▸ **Ejercicio A**: Indique si cada afirmación concuerda con el texto sobre el alma y cite las palabras exactas que lo deciden: (i) la separación de alma y cuerpo produce la muerte del cuerpo; (ii) el alma está compuesta de lo que se puede medir; (iii) el alma rige solo la vida intelectual del hombre.
▸ **Ejercicio B**: Enumere todas las propiedades que, según la primera oración del texto sobre el alma, posee el alma.

▸ **Texto de lectura**:
☆ ☆ ☆ ☆
El alma goza de unicidad, sustancialidad, espiritualidad, simplicidad e inmortalidad. Es única porque rige toda la vida vegetal, sensible, intelectual del hombre. Es sustancial porque es el soporte de todo el hombre. La separación de alma y cuerpo, produce la muerte del cuerpo. Y el alma es espiritual, o sea, es capaz de la abstracción, de captar conceptos inmateriales, de sentir la atracción por lo que está por encima de todo el universo. Esto reclama la simplicidad del alma, que no puede estar compuesta de lo que se pesa, de lo que se mide, de lo que se toca, de lo que se divide. Y explica que el alma debe ser inmortal. El fondo más profundo del hombre reclama la felicidad, el premio, el castigo, la justicia. Estos postulados exigen la inmortalidad del alma. De otra suerte Dios no sería ni bueno, ni omnipotente, ni sabio, ni justo. Imaginar esto, es pura blasfemia. Y lo que la inteligencia humana toca como infaliblemente reclamado por su propio ser, y esto avalado por el consentimiento de todos los tiempos y de todos los pueblos con una convicción irrefutable, maravillosamente responde a la realidad. Jesucristo, en su Encarnación, vino para que los hombres se hicieran dignos de la felicidad inmortal del alma. Recordemos estos textos evangélicos: «No temáis a los que matan el cuerpo, pero el alma no la pueden matar> (Mt. X, 28). «Si quieres entrar en la vida, guarda los Mandamientos» (Mt. XIX, 17). «¿Qué aprovecha al hombre ganar el mundo entero, si pierde su alma?» (Mt. XVI, 26). «En verdad te digo que hoy estarás conmigo en el paraíso» (Lc, XXIII, 43).
☆ ☆ ☆ ☆
▸ **Bloque de datos**:

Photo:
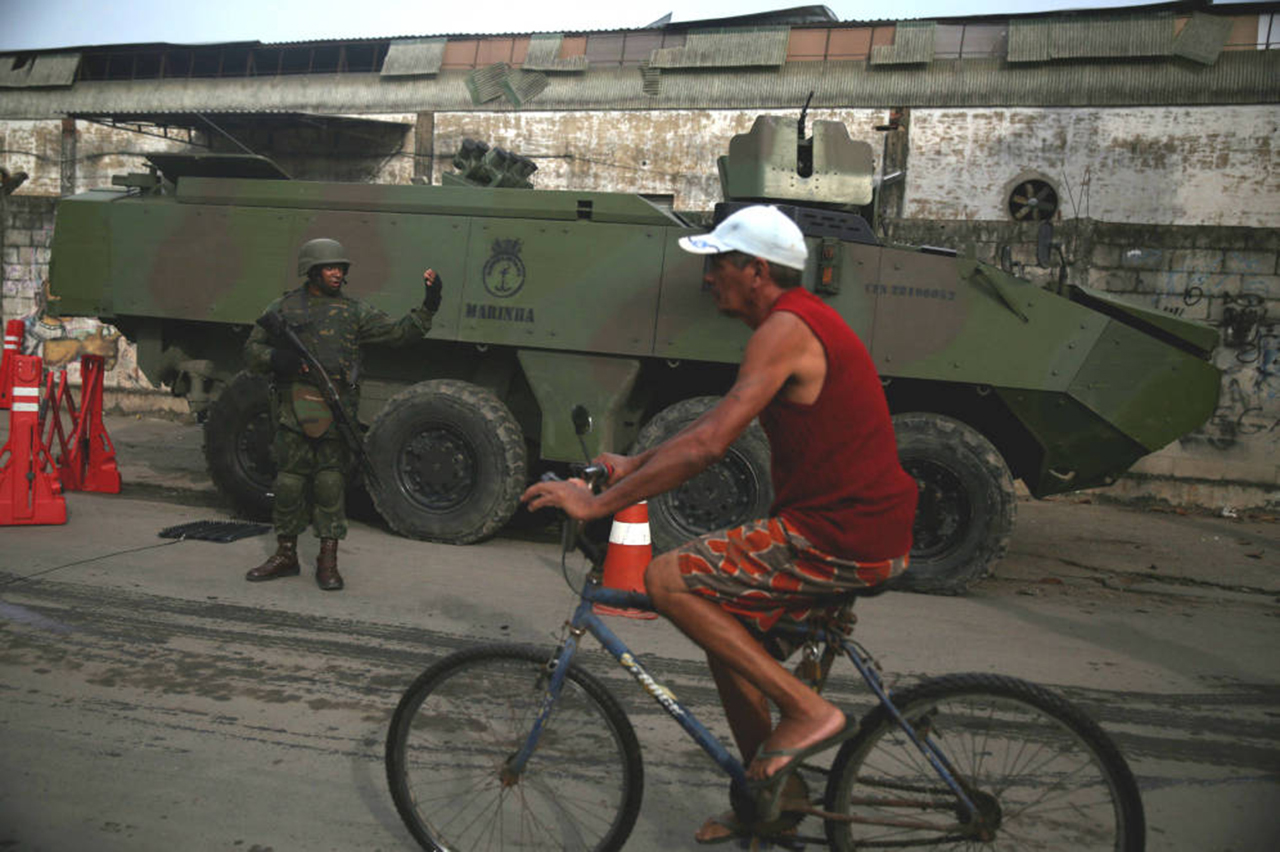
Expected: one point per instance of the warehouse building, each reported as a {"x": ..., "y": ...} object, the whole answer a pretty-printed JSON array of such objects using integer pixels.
[{"x": 1147, "y": 136}]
☆ ☆ ☆ ☆
▸ **Solución A**:
(i) Sí: «La separación de alma y cuerpo, produce la muerte del cuerpo.»
(ii) No: «no puede estar compuesta de lo que se pesa, de lo que se mide, de lo que se toca, de lo que se divide».
(iii) No: «rige toda la vida vegetal, sensible, intelectual del hombre».

▸ **Solución B**: Unicidad, sustancialidad, espiritualidad, simplicidad e inmortalidad.